▸ TASK REQUIREMENTS: Count how many of the lines below contain the string "barn", where case counts, and give only that number.

▸ RECORDS FOR THIS EXERCISE:

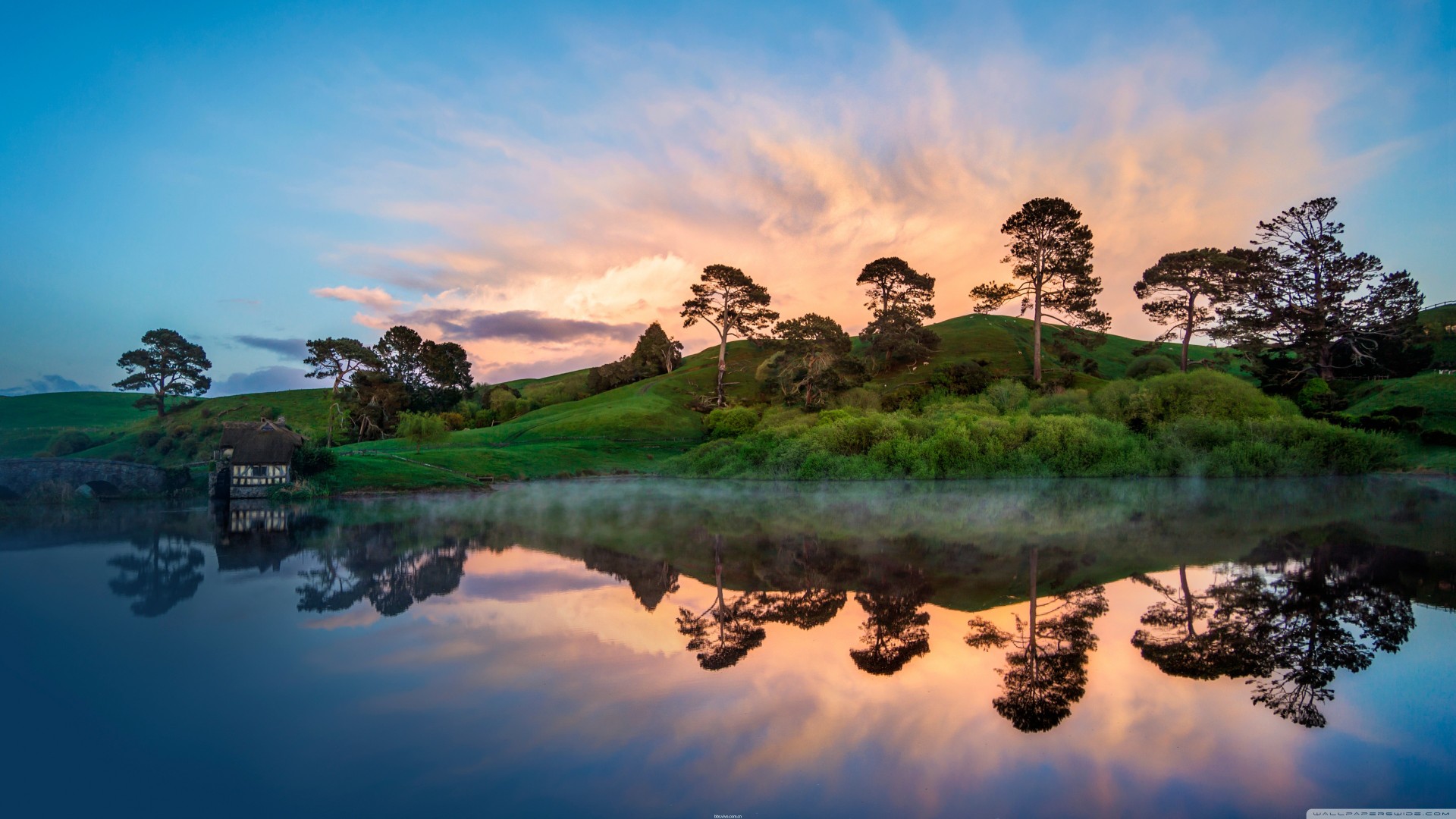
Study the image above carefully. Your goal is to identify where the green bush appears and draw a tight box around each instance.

==

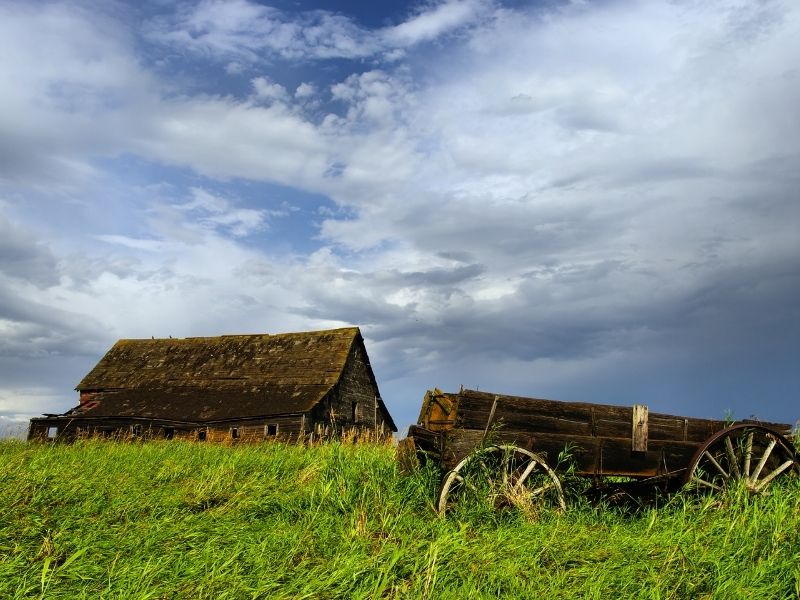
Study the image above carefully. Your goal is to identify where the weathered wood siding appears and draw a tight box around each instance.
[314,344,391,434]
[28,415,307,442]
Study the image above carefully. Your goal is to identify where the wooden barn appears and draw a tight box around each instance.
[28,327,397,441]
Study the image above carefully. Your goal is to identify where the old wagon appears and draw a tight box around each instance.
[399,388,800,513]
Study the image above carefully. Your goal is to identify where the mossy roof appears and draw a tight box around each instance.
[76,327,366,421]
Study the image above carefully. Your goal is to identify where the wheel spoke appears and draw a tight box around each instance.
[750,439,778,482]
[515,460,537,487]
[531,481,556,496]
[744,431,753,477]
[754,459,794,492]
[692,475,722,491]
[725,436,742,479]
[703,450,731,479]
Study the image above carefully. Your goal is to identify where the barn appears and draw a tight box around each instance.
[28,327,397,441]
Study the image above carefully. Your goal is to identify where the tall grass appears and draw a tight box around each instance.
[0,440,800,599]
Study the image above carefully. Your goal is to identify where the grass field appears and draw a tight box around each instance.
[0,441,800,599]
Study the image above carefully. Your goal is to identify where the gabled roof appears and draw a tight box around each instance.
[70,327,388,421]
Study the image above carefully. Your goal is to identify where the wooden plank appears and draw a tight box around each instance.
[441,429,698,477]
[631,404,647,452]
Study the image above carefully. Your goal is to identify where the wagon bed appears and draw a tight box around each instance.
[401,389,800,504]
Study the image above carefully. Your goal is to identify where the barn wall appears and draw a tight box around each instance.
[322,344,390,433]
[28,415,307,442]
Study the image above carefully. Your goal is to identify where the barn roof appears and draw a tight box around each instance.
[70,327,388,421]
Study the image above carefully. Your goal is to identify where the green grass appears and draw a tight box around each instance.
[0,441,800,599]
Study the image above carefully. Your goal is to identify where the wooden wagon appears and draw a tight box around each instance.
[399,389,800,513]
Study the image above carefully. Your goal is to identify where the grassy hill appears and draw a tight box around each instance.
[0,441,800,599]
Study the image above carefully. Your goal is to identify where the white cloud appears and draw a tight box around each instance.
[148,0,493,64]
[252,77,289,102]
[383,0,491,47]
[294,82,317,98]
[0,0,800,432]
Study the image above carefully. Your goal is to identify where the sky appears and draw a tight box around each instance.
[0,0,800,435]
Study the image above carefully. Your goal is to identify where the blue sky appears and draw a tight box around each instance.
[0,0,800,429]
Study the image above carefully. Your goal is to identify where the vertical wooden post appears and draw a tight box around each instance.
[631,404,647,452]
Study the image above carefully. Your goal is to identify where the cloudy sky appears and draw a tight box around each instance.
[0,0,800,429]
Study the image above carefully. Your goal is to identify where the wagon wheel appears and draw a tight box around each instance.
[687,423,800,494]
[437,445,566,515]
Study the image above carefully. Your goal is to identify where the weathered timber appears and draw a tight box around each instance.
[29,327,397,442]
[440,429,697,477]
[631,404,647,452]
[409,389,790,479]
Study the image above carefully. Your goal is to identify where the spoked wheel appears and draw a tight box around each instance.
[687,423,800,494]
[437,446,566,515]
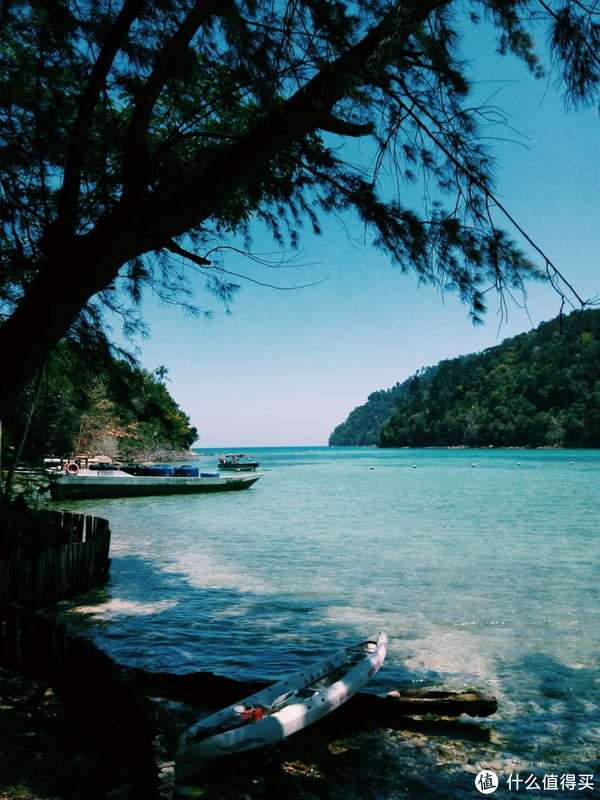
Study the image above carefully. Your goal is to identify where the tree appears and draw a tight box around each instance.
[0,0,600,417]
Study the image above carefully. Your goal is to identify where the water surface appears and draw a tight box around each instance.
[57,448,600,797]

▸ REPLY TO THE EXERCISE: 4